[RECORDS SHOWN Boundary: Start]

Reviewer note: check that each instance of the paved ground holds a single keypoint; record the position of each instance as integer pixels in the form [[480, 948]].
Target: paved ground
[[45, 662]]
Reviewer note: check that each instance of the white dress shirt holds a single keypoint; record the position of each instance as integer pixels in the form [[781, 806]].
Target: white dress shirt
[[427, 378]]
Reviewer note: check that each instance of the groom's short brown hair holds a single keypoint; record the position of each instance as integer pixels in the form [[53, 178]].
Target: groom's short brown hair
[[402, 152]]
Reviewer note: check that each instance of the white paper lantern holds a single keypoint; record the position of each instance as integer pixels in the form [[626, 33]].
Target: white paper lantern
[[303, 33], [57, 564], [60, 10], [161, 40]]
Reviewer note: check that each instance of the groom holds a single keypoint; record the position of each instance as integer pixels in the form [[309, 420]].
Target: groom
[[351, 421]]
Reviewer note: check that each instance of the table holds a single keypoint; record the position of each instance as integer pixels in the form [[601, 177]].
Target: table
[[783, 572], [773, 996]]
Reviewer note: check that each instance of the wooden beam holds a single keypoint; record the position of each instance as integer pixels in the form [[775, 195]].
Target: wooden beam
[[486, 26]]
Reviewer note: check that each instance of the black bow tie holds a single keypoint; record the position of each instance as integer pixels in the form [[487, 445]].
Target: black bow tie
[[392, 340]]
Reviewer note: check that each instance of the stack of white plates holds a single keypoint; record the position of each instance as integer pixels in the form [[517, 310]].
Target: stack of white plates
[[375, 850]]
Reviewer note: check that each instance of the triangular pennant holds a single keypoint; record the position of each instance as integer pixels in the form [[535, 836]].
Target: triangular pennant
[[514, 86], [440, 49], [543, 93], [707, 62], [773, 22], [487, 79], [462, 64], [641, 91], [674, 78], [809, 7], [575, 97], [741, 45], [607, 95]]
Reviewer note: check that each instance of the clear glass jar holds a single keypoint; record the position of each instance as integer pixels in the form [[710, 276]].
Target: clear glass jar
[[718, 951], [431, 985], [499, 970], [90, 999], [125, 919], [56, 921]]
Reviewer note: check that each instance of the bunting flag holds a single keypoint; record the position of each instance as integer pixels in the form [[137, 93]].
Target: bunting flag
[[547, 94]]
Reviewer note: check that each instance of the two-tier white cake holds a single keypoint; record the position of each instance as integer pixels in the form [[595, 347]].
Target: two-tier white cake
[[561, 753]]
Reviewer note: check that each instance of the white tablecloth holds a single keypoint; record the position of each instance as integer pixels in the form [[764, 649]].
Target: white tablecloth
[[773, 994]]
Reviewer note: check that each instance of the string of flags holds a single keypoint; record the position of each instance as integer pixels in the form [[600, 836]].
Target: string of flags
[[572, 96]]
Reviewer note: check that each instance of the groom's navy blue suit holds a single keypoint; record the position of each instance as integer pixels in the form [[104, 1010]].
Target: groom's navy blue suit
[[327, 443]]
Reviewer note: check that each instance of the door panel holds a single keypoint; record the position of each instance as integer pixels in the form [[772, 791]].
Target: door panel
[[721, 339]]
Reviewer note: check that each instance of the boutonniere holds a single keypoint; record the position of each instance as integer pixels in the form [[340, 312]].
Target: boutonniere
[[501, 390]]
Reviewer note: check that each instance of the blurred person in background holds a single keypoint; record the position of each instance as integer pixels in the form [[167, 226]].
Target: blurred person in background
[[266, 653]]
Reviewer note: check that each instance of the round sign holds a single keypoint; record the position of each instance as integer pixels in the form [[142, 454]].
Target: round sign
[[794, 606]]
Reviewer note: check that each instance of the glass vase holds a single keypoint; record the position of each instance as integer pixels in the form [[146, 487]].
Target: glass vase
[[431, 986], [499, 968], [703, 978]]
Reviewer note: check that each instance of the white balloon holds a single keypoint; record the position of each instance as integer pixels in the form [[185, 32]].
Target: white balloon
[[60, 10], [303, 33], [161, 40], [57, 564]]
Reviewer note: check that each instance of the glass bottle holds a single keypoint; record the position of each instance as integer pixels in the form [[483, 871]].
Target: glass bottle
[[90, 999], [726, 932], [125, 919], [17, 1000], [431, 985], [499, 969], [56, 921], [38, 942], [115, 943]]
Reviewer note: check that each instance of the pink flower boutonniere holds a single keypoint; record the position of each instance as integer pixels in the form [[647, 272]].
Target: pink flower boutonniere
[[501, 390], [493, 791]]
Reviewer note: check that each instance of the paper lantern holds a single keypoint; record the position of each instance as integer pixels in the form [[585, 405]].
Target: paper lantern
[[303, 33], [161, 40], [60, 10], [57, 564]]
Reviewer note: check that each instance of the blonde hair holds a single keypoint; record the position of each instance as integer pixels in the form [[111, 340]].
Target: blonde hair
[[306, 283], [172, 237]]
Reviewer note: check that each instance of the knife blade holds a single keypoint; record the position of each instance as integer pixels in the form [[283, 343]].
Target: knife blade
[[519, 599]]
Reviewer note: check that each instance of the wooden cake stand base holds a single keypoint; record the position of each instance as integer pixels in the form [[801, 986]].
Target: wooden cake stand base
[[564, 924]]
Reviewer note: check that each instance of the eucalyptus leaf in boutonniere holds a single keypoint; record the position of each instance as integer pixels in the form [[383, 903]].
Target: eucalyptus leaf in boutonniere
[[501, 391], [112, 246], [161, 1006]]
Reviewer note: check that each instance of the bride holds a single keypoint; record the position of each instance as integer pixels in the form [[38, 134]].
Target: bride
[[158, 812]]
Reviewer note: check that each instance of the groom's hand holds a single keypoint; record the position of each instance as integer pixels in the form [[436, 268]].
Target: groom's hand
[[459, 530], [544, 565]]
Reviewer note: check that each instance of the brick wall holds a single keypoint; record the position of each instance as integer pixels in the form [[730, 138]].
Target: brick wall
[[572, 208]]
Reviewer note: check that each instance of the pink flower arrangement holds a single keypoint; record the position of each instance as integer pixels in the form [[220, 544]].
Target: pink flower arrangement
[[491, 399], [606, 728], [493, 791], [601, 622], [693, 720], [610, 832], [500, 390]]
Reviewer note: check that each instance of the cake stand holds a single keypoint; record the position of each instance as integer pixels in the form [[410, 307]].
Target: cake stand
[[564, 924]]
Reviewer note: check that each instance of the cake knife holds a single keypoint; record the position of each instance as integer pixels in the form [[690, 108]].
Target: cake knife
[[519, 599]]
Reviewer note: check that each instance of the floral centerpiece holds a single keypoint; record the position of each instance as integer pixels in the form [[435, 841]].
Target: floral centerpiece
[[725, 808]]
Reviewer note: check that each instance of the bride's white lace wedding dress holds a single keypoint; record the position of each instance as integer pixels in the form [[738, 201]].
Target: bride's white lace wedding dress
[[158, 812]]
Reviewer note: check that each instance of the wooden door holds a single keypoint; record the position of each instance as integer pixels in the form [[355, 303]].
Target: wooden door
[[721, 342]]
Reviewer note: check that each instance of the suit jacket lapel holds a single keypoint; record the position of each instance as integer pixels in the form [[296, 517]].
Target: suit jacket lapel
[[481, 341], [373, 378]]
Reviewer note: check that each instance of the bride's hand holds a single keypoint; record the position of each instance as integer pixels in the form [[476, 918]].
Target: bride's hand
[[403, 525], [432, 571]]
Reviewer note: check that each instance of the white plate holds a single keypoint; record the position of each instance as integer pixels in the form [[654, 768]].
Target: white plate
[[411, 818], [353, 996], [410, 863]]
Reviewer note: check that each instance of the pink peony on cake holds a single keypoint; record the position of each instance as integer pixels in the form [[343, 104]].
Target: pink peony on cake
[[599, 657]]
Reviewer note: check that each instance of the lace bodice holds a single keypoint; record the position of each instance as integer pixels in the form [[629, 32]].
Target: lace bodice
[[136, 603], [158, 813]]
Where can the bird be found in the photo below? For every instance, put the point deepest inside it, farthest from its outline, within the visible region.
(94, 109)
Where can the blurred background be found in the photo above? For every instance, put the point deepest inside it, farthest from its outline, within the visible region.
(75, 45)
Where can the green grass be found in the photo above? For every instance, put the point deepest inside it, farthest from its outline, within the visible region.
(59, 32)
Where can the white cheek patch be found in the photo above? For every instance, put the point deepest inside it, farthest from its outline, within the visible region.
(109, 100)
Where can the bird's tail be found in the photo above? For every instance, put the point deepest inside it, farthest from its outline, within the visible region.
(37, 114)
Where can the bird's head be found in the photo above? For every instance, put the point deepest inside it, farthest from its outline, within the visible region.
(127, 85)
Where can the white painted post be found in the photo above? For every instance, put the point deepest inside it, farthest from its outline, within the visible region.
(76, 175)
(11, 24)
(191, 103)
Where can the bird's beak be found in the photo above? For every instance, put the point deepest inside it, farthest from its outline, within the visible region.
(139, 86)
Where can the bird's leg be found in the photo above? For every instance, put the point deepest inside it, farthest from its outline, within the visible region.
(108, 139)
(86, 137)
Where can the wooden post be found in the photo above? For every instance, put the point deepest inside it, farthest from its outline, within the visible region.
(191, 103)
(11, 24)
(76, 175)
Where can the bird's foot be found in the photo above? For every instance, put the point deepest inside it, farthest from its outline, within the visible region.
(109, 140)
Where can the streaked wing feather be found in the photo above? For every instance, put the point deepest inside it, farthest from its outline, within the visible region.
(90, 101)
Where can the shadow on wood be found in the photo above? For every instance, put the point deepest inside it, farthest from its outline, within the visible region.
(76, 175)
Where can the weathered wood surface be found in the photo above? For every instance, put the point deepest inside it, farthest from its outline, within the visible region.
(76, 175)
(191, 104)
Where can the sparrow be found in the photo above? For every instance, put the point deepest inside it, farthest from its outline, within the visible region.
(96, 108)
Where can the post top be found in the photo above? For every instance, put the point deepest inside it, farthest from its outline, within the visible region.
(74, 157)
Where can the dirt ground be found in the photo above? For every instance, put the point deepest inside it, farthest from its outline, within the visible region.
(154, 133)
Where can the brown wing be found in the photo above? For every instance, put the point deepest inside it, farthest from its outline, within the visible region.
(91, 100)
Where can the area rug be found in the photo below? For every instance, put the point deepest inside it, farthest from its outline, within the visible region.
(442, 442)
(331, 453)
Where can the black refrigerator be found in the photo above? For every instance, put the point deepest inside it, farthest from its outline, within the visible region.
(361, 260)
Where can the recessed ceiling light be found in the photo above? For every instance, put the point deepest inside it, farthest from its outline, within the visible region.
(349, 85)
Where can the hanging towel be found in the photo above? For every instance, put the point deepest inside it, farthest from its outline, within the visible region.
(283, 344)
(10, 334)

[RECORDS SHOWN Boundary: End]

REQUIRED ACTION:
Starting from the line with "Where can the dirt" and ending with the final line of the data, quote every line exactly, both ends included.

TASK SOLUTION:
Where can the dirt ground be found in the photo above? For every instance, put the point deepest inside it, farthest from its outline, within the visible region.
(154, 133)
Where can the brown wing be found in the photo above? For every instance, put the point deepest inside it, farthest from its outline, within the visible region.
(91, 100)
Where can the area rug be found in the photo below? For every instance, put the point deepest inside it, farthest from its outline, within the visible region.
(442, 442)
(331, 453)
Where can the black refrigerator be found in the photo above? For every instance, put the point deepest inside it, farthest from its outline, within the visible region.
(361, 260)
Where can the recessed ceiling light be found in the photo above? For every instance, put the point deepest inside it, farthest from its outline, within the visible region.
(349, 85)
Where can the hanging towel be found in the photo above? For every instance, put the point deepest inside it, farthest from its outline, within the visible region.
(283, 344)
(10, 334)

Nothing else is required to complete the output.